__PAGE EXCERPT__:
────────────────
Compulsory pop to be played on all hospital wards ?
Many people are understandably afraid to go into hospital during the pandemic, but I can tell you that there’s a much more terrible disease around than Covid-19. And it’s enough to make you vow to stay out of hospital at all costs. I mean that audible filth called pop music
“A significant body of medical and scientific opinion has concluded that music aids recovery.” I’m sure it does. But these experts are not talking about music, but “hit songs and pop music in general.” The experts persist: “It’s just daft,” said Dr Julia Jones. “There is so much evidence to show the beneficial effects of music on the brain and we’re denying that to health professionals. It just doesn’t make sense.”
I do wish they wouldn’t use the word music when they mean “music.” They mean a loud, shapeless, cacophonous, empty-headed, repetitive assault on the senses and the soul. And the problem is that it’s almost ubiquitous. Almost, but not quite. The one place – apart from the funeral parlour – where you could avoid it was the hospital. Of course, you had to get ill first, but it was a price worth paying. Now even this last repository of peace and quiet is to be removed.
“Beneficial effects on the brain”? What, when I can’t hear myself think!
If I walk along the promenade in Eastbourne there are oiks innumerable with their noise machines. If I take the wings of the morning and dwell in the uttermost parts of the public lavatories, the din is there also. Every programme on television from the local news bulletins to Songs of Praise is infected by it. I turned on a documentary about a walk through the Yorkshire Dales. I couldn’t hear the waterfalls at Aysgarth or the bluebirds over Malham Cove for the amplified racket. The Antarctic or the Kalahari, it’s all the same brain-dead monotony
There was once a programme about the value of silence, with a Trappist monastery as the setting. No – this is not a joke: the programme played “music” continuously. It goes without saying that Uniworsity Challenge is full of it as Paxo announces, “Here’s your music question…” But it isn’t. It’s only the usual effluent. But the university ought to be the antidote to this rubbish.
────────────────
__QUESTIONS TO ANSWER__:
(a) In the piece on pop music in hospitals, along which town's promenade does the writer walk?
(b) Carry on the piece on pop music in hospitals, picking up after its final sentence about the university.
The lines that come next are separate material, unrelated to the piece on pop music in hospitals.

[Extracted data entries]
────────────────
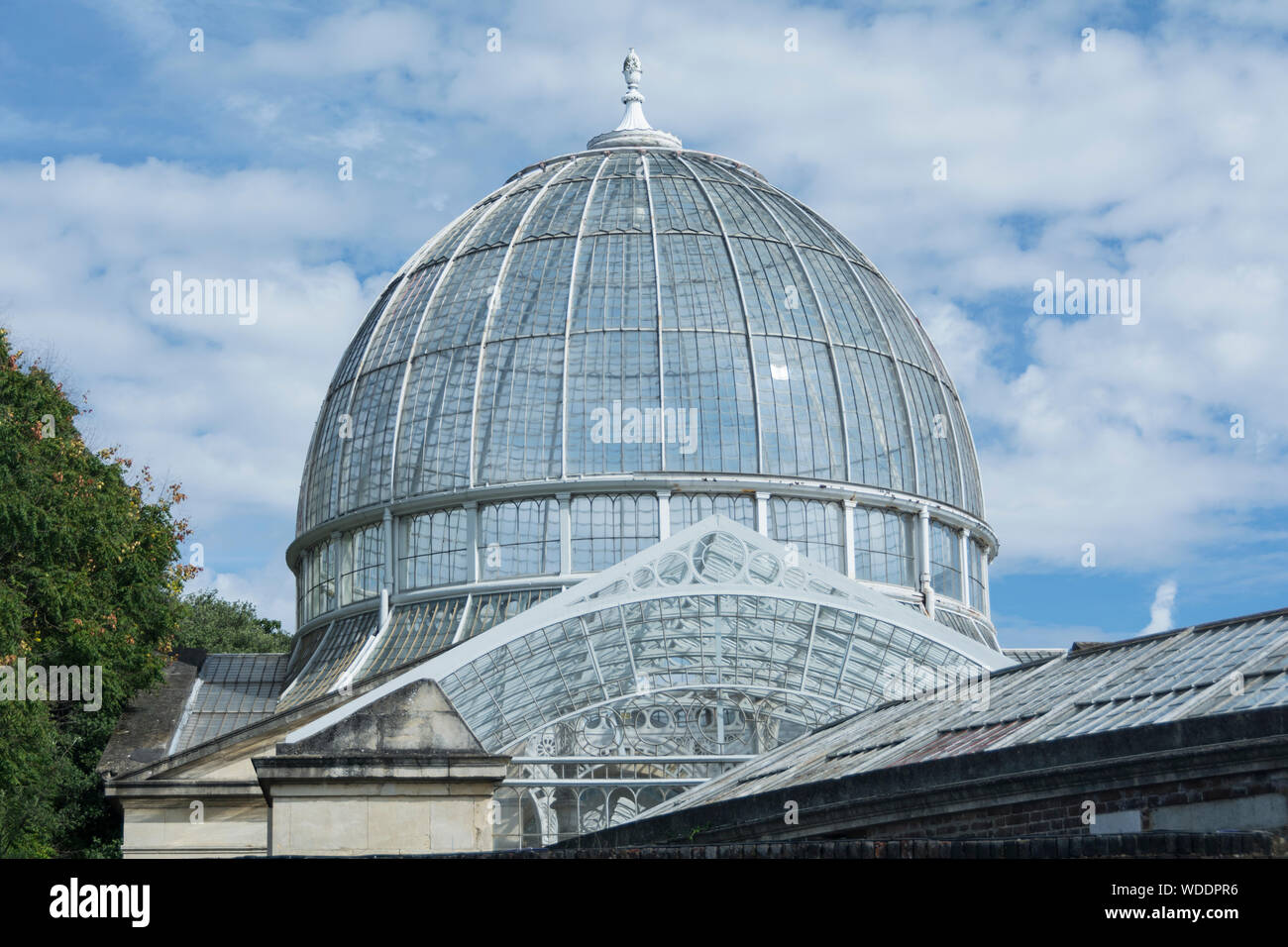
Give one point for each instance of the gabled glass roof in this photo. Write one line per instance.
(1198, 672)
(655, 278)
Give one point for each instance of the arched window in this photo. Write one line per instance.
(608, 528)
(812, 526)
(434, 549)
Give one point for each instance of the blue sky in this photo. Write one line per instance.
(1113, 162)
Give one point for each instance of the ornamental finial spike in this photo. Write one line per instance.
(634, 129)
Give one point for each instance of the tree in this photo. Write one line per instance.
(89, 578)
(217, 625)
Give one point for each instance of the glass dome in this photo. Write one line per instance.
(613, 346)
(746, 334)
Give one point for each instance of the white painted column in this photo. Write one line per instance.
(927, 591)
(565, 534)
(390, 554)
(848, 505)
(336, 566)
(983, 577)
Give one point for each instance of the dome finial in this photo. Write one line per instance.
(634, 128)
(634, 119)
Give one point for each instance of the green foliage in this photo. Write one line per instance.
(89, 577)
(210, 622)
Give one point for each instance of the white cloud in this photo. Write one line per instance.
(1160, 612)
(1089, 431)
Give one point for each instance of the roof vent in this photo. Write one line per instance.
(634, 131)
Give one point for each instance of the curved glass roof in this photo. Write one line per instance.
(514, 346)
(715, 605)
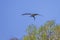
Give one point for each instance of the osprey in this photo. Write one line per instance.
(31, 15)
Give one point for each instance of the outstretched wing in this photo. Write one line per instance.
(26, 14)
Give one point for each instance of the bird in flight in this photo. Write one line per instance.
(31, 15)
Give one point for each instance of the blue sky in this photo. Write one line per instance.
(13, 24)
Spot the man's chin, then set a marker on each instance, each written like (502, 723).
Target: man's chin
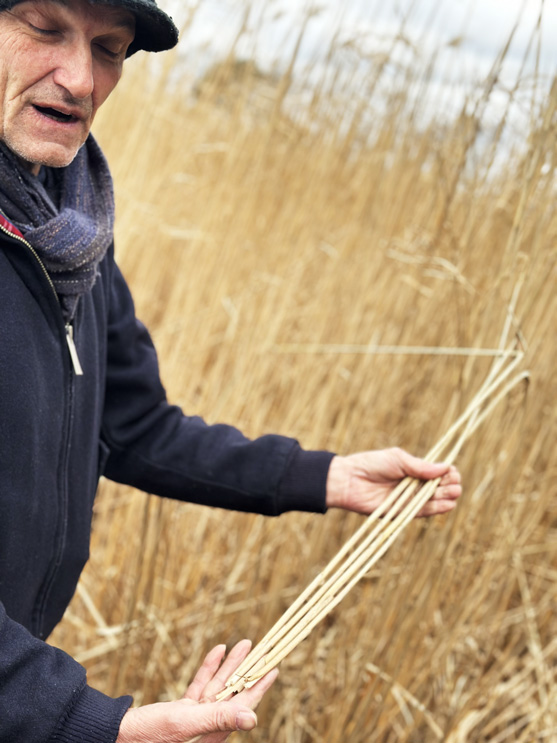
(50, 156)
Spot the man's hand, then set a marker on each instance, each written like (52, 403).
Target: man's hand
(197, 715)
(361, 482)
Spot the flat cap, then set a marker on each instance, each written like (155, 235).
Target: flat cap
(155, 30)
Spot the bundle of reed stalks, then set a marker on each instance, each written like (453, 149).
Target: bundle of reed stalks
(378, 532)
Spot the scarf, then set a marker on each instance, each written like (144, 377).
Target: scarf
(70, 237)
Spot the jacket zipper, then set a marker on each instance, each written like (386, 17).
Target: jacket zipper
(69, 327)
(50, 577)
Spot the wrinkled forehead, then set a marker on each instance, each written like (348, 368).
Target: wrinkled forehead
(107, 14)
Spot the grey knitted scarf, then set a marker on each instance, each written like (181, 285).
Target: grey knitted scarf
(71, 237)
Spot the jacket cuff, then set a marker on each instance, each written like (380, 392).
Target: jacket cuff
(304, 483)
(94, 718)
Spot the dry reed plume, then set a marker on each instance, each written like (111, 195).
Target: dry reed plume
(277, 253)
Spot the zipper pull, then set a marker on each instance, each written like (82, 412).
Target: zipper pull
(73, 351)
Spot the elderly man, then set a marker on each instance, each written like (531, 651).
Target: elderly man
(80, 391)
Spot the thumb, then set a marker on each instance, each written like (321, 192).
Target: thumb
(422, 470)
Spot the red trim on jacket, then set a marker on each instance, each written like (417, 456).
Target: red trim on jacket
(10, 227)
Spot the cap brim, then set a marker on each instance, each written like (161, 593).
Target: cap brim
(155, 31)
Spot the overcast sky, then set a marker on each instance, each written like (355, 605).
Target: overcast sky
(483, 24)
(468, 33)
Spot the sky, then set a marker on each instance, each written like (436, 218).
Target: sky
(467, 34)
(483, 24)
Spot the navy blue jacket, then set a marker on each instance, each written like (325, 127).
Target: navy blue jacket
(58, 433)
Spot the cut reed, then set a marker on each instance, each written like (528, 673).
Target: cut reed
(377, 534)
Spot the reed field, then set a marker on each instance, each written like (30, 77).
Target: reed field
(299, 249)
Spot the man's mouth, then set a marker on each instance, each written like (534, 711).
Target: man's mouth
(55, 114)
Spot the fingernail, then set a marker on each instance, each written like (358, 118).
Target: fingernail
(246, 721)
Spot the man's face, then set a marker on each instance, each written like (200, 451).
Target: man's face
(59, 62)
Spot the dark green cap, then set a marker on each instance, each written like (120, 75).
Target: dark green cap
(155, 30)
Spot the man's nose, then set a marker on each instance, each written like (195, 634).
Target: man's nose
(74, 70)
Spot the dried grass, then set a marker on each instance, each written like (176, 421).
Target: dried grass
(245, 231)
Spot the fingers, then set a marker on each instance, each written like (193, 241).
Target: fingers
(176, 722)
(204, 675)
(437, 507)
(251, 698)
(450, 487)
(221, 676)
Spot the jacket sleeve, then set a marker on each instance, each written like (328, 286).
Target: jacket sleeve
(155, 447)
(44, 695)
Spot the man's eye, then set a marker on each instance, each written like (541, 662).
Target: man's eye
(109, 52)
(43, 31)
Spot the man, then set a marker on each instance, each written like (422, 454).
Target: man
(80, 393)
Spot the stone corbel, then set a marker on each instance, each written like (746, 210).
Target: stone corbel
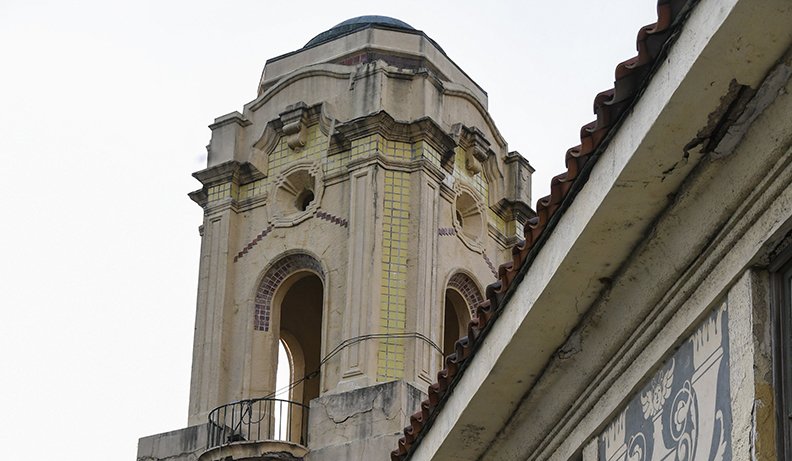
(474, 144)
(295, 128)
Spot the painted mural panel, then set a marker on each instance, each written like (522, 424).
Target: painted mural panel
(684, 411)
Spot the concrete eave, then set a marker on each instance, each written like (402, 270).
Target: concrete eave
(642, 166)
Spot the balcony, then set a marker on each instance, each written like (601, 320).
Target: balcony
(257, 430)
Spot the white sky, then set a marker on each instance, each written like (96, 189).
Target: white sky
(103, 114)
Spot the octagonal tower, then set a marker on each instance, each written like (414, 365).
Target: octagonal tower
(352, 214)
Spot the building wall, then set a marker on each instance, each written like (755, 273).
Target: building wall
(675, 356)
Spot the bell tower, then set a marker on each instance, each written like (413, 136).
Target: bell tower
(353, 213)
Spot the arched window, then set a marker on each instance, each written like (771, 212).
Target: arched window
(287, 342)
(461, 296)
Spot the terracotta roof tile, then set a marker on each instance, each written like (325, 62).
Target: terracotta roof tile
(631, 76)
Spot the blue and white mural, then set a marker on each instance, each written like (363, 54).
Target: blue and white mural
(684, 412)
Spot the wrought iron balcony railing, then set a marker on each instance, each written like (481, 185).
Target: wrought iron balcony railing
(257, 420)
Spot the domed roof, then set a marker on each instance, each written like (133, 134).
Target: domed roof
(359, 22)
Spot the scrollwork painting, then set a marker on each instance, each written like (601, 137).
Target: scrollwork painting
(683, 413)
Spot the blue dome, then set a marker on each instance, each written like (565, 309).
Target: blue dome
(359, 22)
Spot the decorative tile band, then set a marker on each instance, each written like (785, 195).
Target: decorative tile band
(489, 263)
(319, 214)
(253, 243)
(393, 308)
(333, 219)
(273, 279)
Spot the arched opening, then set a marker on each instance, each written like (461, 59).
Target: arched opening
(286, 349)
(299, 306)
(456, 316)
(301, 332)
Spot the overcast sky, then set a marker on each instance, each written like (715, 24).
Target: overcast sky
(104, 107)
────────────────
__EXPECTED RESULTS__:
(a) Eastbourne.

(b)
It’s in the supermarkets, the shopping centres and, when we get back to what’s laughingly called “normality,” it will return to the pubs and restaurants. It has already got quite near the hospitals by invading the GPs’ surgeries. They explain that its purpose is to blank out doctor-patient consultations. But I would rather, any day, overhear the doctor tell someone, “I’m sorry but that toe will have to come off” than be made to listen to the usual poisonous racket
The experts claim that people love this “music.” But they are wrong. You can’t love it any more than you can love opium or tranquillisers. You can, of course, be addicted to these things, but that’s a different thing altogether. As claim to love this stuff, you might as well claim to love arsenic.
And the worst of the damned cheek is that the experts are asking – no, demanding, for nobody asks for anything these days – that the licenses required in order to have “music” played in the wards should be paid for out of general taxation
It imposes itself – almost – everywhere. Please Mr Oik, Ms Philistine, leave us in peace when we’re ill.